## [Set exercise]
Show every line in the rows below that contains the word "lace". Case matters.

## [Input for this task]
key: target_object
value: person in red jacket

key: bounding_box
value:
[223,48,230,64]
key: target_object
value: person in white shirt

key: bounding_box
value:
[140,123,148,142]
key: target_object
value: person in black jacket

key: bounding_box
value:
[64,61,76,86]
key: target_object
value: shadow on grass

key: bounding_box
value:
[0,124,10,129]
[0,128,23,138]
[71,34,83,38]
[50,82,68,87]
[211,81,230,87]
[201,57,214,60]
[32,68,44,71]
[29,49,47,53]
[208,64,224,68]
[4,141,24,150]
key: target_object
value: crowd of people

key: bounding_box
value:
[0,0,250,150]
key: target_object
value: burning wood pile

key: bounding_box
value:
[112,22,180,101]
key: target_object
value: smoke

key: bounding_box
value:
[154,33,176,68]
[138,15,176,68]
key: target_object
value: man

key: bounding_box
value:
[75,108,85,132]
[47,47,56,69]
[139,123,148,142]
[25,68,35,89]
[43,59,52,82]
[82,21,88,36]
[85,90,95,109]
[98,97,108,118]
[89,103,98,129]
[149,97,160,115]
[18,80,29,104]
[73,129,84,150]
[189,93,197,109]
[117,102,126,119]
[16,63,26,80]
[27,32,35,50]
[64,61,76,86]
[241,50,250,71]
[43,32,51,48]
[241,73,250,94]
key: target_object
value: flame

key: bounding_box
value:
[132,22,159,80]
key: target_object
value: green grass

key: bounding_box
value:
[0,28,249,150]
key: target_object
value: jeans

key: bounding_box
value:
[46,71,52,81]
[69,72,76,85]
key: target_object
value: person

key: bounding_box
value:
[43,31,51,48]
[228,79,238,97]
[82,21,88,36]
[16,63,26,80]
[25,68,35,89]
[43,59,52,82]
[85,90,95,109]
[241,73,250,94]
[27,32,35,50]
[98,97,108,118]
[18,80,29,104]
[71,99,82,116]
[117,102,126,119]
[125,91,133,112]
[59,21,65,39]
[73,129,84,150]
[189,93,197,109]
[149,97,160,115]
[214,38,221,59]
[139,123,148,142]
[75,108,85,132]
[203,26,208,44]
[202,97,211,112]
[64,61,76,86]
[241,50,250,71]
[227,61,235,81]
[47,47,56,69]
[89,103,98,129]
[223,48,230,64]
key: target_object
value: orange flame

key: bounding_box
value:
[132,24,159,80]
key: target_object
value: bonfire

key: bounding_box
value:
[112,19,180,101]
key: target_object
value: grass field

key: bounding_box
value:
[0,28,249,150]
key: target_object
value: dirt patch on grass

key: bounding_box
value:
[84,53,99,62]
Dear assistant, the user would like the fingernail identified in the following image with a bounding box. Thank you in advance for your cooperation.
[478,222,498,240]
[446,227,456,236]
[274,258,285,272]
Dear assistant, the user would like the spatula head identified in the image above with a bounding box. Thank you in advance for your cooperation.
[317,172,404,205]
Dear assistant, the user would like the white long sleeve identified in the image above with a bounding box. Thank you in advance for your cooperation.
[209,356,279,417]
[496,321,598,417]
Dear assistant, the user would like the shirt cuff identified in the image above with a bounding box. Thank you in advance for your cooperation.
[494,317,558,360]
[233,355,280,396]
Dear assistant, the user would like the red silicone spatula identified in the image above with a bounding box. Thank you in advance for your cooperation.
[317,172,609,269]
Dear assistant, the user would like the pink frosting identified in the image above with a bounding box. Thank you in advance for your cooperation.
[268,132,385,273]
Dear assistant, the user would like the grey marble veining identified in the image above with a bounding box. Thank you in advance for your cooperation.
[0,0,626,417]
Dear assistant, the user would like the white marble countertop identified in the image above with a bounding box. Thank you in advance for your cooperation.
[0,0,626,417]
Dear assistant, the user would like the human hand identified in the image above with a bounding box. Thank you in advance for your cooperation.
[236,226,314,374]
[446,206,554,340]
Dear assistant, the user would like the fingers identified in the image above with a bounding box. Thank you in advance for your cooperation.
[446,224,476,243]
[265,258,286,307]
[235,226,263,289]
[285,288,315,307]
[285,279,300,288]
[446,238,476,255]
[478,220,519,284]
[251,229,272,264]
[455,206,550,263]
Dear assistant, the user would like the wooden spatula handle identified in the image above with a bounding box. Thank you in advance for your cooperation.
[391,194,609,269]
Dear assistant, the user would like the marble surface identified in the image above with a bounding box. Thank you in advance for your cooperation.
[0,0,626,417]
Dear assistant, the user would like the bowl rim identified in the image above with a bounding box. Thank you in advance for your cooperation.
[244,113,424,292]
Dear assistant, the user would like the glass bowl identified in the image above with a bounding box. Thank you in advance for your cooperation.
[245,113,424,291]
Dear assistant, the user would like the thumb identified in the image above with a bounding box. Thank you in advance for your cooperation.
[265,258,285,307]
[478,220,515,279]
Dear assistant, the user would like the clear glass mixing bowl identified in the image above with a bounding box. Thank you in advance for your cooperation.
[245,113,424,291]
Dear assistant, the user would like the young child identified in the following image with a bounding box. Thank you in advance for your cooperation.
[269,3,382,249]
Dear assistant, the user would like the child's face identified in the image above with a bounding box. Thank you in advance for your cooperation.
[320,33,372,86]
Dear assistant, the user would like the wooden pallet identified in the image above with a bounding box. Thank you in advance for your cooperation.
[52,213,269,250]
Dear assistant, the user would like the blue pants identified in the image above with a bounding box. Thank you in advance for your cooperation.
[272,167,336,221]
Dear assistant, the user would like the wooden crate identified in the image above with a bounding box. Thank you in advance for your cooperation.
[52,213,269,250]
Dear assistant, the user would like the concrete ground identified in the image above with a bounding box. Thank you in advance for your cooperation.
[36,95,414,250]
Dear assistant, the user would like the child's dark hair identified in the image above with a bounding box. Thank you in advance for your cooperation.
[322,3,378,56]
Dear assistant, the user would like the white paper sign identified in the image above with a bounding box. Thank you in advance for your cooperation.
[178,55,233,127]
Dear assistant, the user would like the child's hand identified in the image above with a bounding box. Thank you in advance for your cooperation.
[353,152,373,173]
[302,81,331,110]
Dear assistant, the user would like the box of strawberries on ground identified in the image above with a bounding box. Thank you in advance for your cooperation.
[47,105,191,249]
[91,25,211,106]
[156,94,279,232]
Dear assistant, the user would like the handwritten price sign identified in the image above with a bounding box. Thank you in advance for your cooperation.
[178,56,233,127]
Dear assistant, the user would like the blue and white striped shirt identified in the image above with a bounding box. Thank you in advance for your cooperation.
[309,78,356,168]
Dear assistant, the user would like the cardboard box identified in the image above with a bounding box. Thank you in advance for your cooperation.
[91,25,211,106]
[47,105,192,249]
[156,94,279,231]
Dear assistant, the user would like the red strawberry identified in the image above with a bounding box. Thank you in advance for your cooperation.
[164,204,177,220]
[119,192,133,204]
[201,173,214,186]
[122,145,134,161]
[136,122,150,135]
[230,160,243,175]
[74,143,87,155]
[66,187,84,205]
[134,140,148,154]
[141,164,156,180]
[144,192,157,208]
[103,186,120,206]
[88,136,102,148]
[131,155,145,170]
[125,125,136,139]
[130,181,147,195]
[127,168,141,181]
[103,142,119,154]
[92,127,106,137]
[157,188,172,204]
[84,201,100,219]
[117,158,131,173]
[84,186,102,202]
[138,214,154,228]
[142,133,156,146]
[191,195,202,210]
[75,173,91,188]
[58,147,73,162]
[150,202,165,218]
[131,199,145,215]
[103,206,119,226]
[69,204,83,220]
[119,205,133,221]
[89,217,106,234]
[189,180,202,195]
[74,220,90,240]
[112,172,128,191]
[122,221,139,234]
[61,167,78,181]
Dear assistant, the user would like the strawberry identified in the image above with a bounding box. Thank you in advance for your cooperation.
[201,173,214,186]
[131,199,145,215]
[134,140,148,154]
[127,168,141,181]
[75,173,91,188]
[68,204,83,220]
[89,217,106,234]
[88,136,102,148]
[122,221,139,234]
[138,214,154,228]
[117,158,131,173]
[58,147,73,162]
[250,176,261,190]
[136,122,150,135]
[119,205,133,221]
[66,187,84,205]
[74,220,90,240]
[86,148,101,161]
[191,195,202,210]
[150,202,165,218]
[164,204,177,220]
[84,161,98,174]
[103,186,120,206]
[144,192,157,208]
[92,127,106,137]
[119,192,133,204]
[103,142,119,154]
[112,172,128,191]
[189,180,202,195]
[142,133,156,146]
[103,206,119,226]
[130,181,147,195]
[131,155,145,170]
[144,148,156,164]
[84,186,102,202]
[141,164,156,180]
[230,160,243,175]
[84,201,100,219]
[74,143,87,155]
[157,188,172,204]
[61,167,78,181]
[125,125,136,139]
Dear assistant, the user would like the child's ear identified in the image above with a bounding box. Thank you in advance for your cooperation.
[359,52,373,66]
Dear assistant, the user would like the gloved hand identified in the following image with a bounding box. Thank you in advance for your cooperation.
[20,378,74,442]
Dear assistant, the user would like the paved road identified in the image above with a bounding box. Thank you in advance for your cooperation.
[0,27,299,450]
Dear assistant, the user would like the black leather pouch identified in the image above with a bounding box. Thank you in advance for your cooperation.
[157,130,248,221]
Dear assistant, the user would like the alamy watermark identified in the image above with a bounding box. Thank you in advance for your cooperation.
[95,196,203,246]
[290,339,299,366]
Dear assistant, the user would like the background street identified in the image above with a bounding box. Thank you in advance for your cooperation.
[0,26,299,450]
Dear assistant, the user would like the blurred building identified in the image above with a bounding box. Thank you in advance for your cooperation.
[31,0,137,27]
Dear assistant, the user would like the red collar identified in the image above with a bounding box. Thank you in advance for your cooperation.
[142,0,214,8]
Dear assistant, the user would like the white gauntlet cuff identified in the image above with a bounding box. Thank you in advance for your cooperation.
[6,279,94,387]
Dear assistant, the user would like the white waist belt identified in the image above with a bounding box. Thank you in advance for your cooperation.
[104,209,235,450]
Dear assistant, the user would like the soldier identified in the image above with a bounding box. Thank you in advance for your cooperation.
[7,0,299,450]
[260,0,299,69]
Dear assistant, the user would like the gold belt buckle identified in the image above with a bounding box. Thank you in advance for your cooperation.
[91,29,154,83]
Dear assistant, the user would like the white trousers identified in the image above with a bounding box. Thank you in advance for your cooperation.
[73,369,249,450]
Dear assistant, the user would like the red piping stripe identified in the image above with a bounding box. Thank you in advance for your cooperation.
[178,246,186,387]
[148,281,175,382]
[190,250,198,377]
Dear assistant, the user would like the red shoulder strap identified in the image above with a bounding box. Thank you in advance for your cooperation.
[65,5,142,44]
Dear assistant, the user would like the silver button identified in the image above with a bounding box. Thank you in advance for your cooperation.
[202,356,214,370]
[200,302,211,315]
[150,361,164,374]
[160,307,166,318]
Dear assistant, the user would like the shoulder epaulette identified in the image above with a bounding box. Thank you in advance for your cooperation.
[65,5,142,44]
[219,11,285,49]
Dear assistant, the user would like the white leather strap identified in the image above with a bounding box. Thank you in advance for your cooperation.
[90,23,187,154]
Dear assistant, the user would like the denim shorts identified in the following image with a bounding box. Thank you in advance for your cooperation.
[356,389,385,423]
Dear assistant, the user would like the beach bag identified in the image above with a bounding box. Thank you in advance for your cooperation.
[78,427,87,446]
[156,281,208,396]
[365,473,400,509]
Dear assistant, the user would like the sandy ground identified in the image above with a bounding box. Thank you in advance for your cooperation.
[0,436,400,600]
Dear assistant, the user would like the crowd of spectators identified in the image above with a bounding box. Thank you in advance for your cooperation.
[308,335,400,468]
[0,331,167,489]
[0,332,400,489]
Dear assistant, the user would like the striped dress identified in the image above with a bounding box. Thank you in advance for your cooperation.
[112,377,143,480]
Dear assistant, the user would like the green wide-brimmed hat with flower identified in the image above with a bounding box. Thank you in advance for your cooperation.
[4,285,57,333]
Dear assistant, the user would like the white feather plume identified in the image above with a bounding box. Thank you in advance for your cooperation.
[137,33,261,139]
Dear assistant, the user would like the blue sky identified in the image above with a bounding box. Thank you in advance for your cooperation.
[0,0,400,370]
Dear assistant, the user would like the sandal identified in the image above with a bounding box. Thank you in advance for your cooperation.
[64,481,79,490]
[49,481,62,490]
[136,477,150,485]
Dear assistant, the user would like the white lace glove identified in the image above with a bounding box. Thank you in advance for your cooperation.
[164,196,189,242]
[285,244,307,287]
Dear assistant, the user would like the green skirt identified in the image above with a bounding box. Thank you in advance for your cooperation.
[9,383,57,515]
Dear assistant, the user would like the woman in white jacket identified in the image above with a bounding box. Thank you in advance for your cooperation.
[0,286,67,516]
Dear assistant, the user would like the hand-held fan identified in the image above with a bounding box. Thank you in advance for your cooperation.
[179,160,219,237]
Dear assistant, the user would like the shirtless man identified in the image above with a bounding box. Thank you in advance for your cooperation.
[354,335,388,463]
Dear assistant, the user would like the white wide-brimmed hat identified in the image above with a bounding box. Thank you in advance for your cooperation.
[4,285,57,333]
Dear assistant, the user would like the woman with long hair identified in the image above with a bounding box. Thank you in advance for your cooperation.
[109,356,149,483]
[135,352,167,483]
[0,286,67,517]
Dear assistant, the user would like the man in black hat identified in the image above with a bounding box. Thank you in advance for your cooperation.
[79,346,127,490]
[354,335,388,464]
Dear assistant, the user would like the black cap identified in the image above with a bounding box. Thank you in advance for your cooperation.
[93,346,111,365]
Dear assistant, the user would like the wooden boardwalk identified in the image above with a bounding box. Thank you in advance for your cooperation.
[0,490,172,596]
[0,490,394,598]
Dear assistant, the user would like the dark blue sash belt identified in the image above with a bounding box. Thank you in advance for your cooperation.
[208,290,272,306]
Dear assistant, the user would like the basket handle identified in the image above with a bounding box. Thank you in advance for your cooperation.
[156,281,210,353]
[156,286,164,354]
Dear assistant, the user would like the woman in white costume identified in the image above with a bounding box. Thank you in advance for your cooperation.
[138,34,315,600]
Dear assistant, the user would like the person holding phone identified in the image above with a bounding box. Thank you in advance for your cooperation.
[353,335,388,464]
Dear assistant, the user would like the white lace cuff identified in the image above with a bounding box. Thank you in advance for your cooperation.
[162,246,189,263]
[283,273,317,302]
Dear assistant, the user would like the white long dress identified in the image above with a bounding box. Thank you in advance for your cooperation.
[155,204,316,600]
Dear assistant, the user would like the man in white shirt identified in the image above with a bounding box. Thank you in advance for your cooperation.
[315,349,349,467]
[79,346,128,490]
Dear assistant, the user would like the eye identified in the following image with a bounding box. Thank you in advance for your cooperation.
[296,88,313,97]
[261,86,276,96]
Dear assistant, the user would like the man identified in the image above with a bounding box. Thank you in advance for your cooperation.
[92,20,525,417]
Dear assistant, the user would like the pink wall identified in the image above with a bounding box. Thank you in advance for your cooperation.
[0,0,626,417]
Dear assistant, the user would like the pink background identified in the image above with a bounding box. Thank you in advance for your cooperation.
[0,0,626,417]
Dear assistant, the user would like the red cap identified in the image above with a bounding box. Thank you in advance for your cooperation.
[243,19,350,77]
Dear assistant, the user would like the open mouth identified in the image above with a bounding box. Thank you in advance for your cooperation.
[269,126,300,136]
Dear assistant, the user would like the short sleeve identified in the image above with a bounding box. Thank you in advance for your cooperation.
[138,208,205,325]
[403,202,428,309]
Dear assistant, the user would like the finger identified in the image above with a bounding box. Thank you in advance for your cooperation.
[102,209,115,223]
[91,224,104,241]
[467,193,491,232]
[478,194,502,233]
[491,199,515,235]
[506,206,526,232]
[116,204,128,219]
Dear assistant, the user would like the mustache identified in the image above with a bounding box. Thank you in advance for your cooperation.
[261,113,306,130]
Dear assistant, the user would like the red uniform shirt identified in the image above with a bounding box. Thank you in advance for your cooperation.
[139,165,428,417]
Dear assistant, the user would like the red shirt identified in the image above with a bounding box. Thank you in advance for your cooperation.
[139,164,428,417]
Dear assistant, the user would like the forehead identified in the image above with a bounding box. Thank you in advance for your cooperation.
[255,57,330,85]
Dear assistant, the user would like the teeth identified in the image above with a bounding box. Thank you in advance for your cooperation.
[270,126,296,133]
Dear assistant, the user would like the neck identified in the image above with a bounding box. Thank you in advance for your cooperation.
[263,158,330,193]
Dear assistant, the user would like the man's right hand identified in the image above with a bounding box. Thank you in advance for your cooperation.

## [Exercise solution]
Dear assistant, the user would like the white lace glove identified in the image above with a bounding box. Thank you in advance for your cooperation.
Dear assistant, the user would like the white lace cuff identified in the image above with a bounding box. Thank you in advance for your cooperation.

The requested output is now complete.